_TASK DATA_
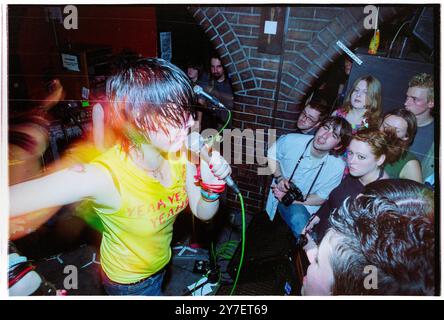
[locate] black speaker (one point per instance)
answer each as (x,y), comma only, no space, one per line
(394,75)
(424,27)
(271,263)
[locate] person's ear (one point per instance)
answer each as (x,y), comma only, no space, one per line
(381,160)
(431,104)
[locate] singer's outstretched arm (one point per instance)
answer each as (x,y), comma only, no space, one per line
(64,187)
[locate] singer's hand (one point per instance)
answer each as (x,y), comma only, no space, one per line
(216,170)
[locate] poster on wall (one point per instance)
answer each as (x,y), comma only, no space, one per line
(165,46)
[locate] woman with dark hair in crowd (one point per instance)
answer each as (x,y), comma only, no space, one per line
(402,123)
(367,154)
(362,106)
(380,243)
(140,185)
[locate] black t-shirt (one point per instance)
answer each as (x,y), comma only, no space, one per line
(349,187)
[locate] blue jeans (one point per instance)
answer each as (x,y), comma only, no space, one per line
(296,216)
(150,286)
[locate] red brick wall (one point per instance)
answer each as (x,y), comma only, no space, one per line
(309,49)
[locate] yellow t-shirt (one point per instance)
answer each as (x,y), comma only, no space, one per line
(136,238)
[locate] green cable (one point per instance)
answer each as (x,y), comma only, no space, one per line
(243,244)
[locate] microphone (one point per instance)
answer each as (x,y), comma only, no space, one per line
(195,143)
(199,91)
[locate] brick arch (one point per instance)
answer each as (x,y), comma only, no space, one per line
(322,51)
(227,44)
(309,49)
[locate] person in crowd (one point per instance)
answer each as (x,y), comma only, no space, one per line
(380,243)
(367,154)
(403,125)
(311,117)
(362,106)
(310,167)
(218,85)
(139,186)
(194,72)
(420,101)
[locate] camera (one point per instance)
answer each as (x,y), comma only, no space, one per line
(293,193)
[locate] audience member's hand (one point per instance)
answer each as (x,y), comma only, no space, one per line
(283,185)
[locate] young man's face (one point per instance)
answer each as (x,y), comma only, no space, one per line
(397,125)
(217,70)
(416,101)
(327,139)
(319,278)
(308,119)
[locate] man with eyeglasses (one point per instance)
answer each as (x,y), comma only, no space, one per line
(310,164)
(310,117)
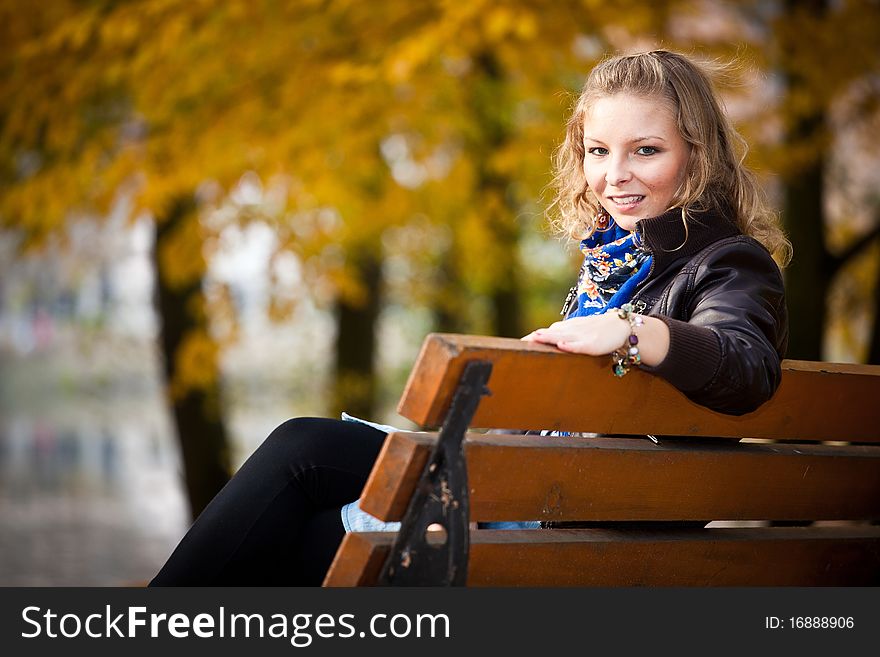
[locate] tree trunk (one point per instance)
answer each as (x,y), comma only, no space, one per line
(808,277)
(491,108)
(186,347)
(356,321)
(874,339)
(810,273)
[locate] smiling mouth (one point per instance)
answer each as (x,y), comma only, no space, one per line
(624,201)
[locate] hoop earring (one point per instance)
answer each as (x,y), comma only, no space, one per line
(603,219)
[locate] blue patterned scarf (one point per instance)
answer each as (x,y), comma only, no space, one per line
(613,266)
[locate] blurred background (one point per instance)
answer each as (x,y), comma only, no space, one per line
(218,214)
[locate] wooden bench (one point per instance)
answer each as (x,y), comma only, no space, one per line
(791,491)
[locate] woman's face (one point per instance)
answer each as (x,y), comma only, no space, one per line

_TASK DIRECTIONS_
Copy out every line of the data above word for word, leaving out the pictures.

_OUTPUT FOR THIS TASK_
[locate] black speaker (one point per instance)
answer each as (x,y), comma only, no space, one per line
(394,75)
(424,27)
(271,263)
[locate] person's ear (one point per instance)
answer each as (x,y), comma only, no space, one per line
(381,160)
(431,104)
[locate] singer's outstretched arm (one point per instance)
answer each as (x,y), comma only, no space, one per line
(64,187)
[locate] singer's hand (one point per instance)
answer each as (x,y), comma only, no space, one per line
(216,170)
[locate] poster on wall (one point per instance)
answer each as (x,y), comma only, no space, one per line
(165,46)
[locate] woman with dark hair in crowd (one point per instance)
answer each as (x,y), comma only, no space, one per line
(402,123)
(367,154)
(362,106)
(380,243)
(140,185)
[locate] black t-shirt (one point per instance)
answer each as (x,y), comma only, no space, one per line
(349,187)
[locate] blue jeans (one point per instance)
answer each as (x,y), comma only, no space, one per line
(296,216)
(150,286)
[locate] red brick wall (one point per instance)
answer each as (x,y), comma only, no space, one per line
(309,49)
[locate] yellow t-shirt (one point per instance)
answer each as (x,y), comma only, no space, one per line
(136,238)
[locate] green cable (one point per instance)
answer each as (x,y), comma only, no space, one per line
(243,244)
[locate] microphone (one point per instance)
answer each as (x,y), comma only, no space, one per line
(195,143)
(199,91)
[locate] brick arch (one point per instance)
answer each as (x,y), comma only, no space, one per line
(322,51)
(227,44)
(309,49)
[locate] person in crowd (one point per instance)
answer each as (x,y), comma only, no space, one per line
(380,243)
(367,154)
(403,125)
(311,117)
(362,106)
(310,167)
(218,85)
(139,186)
(194,72)
(420,101)
[locate] camera (one point per instance)
answer each as (x,y), comma only, no space, one per line
(293,193)
[locate] audience member's hand (one point per instance)
answer each as (x,y), comma only, no space, one per line
(283,185)
[locate] young man's face (one point per instance)
answer each as (x,y), comma only, no space, one per line
(397,125)
(217,70)
(416,101)
(327,139)
(319,278)
(308,119)
[locate] man with eyeglasses (one point per instance)
answer each as (x,y), comma only, no space, one per line
(310,164)
(310,117)
[locate] tree trunk (one point per instance)
answer each as (x,y), comma only, no space, one per line
(808,277)
(491,108)
(186,347)
(356,321)
(874,339)
(810,273)
[locate] smiling mouth (one point per instance)
answer each as (x,y), comma only, no space, one per line
(624,201)
[locate] hoop earring (one point per instance)
answer each as (x,y), comma only, no space, one per line
(603,219)
[locate] blue patterned scarf (one point per instance)
answer each as (x,y), comma only, no space, one per line
(613,266)
[locate] blurred background (one point per instance)
answer each as (x,y), comma only, no space, one per line
(218,214)
[locate] wooden bench (one point per instance)
answer each as (x,y), comma only, no space, one per line
(791,491)
[locate] woman's face (one point per instance)
answer each as (x,y), comma only, no space, one per line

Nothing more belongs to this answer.